:: Data entries ::
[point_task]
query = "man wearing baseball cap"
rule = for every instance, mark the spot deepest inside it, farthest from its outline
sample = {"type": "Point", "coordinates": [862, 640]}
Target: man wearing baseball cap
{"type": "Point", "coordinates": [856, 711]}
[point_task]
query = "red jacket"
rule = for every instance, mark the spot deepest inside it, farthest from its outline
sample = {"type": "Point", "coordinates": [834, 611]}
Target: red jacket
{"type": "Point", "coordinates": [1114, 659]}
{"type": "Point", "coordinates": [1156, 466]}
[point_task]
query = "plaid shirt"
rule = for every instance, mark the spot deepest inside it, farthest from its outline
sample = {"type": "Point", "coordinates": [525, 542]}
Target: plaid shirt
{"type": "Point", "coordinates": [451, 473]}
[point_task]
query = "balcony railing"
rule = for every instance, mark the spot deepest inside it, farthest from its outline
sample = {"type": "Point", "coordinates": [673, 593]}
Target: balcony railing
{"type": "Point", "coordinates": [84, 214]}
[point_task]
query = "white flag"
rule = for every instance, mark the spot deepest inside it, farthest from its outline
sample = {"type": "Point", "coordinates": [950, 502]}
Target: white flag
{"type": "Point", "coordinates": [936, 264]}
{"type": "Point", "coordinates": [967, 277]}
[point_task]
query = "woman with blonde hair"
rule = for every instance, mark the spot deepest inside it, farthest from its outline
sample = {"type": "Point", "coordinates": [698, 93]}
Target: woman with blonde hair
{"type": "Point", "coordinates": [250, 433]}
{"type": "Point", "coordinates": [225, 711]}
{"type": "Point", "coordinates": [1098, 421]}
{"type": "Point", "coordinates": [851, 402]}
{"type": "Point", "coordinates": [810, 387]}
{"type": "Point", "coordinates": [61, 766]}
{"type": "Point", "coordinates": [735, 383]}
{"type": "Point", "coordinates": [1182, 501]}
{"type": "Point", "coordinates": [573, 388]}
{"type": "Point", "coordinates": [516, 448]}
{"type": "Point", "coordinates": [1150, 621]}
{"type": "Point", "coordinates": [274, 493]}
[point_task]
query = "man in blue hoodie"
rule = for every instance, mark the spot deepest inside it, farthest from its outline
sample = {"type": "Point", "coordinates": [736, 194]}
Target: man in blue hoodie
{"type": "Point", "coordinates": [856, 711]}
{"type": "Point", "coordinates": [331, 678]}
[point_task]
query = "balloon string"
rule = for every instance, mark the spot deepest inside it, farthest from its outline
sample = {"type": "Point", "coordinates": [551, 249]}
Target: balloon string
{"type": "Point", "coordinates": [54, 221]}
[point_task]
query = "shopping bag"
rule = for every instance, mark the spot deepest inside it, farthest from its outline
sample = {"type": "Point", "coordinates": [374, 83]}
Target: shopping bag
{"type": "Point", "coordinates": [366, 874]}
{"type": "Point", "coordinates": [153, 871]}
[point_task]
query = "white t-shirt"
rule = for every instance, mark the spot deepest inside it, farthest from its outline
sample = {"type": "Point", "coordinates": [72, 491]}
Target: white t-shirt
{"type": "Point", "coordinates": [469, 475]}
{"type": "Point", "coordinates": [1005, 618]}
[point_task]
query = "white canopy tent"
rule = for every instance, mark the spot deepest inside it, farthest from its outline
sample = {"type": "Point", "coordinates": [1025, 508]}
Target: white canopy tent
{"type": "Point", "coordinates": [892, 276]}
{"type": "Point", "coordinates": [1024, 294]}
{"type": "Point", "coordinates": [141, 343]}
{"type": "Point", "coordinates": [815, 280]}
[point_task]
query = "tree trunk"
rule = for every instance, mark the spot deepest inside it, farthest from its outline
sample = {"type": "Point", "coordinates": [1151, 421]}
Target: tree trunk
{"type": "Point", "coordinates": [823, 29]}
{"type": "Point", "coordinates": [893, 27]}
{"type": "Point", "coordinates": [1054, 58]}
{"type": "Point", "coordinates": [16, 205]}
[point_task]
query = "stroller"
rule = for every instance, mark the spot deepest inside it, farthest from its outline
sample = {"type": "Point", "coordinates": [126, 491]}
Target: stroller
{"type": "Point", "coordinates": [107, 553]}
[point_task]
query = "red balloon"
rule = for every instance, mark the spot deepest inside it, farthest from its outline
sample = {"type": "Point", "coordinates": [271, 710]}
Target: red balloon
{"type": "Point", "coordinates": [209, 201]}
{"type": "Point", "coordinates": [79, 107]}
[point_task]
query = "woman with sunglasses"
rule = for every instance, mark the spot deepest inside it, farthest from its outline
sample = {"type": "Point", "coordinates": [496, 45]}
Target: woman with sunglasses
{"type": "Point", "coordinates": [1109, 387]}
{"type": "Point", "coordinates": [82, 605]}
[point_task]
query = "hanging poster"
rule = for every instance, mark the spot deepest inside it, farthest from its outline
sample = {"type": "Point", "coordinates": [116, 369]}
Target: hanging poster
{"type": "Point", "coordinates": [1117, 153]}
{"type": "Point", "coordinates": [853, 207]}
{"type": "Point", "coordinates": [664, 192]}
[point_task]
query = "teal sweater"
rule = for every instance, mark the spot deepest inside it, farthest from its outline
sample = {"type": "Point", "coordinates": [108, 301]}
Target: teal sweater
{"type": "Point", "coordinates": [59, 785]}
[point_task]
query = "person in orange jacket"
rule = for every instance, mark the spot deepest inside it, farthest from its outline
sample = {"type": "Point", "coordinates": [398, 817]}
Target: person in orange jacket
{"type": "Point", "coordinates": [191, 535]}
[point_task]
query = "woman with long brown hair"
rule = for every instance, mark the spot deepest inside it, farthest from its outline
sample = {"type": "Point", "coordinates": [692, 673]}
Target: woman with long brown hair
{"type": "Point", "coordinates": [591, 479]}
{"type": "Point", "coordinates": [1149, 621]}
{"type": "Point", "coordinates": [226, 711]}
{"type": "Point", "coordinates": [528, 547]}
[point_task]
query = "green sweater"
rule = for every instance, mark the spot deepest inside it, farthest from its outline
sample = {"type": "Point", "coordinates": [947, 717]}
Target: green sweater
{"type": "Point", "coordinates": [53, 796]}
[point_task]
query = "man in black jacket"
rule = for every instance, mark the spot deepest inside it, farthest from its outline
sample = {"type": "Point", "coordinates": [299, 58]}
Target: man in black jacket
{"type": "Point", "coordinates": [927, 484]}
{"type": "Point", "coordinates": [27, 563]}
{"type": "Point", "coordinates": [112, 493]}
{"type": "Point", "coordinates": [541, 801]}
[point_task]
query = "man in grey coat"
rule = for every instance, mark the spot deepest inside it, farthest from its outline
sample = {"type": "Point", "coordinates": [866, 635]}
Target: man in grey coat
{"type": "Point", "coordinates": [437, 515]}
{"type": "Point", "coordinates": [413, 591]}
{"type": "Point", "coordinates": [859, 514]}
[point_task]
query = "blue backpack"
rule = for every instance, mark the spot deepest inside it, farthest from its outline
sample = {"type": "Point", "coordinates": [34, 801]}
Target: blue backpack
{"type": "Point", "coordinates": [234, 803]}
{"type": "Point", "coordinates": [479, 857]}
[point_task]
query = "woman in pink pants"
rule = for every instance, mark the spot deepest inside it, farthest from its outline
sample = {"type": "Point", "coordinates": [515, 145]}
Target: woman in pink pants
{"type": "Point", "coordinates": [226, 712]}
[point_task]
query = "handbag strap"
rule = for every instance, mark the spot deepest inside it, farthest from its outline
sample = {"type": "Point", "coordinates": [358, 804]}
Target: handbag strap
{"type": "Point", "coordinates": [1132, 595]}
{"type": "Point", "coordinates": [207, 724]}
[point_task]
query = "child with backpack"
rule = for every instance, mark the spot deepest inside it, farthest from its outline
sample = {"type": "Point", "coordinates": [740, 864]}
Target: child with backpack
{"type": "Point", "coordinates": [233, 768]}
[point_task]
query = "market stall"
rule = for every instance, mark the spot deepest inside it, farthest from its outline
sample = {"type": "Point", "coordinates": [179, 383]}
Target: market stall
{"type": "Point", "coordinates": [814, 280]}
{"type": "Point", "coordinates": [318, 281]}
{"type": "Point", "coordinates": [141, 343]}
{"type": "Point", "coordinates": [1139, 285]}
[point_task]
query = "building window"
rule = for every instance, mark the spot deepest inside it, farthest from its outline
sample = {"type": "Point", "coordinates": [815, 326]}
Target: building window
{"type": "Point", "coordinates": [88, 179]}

:: Set problem ::
How many lines in the records above contain the string "window", matched with case? Reply with the number alone.

:: Final answer ::
2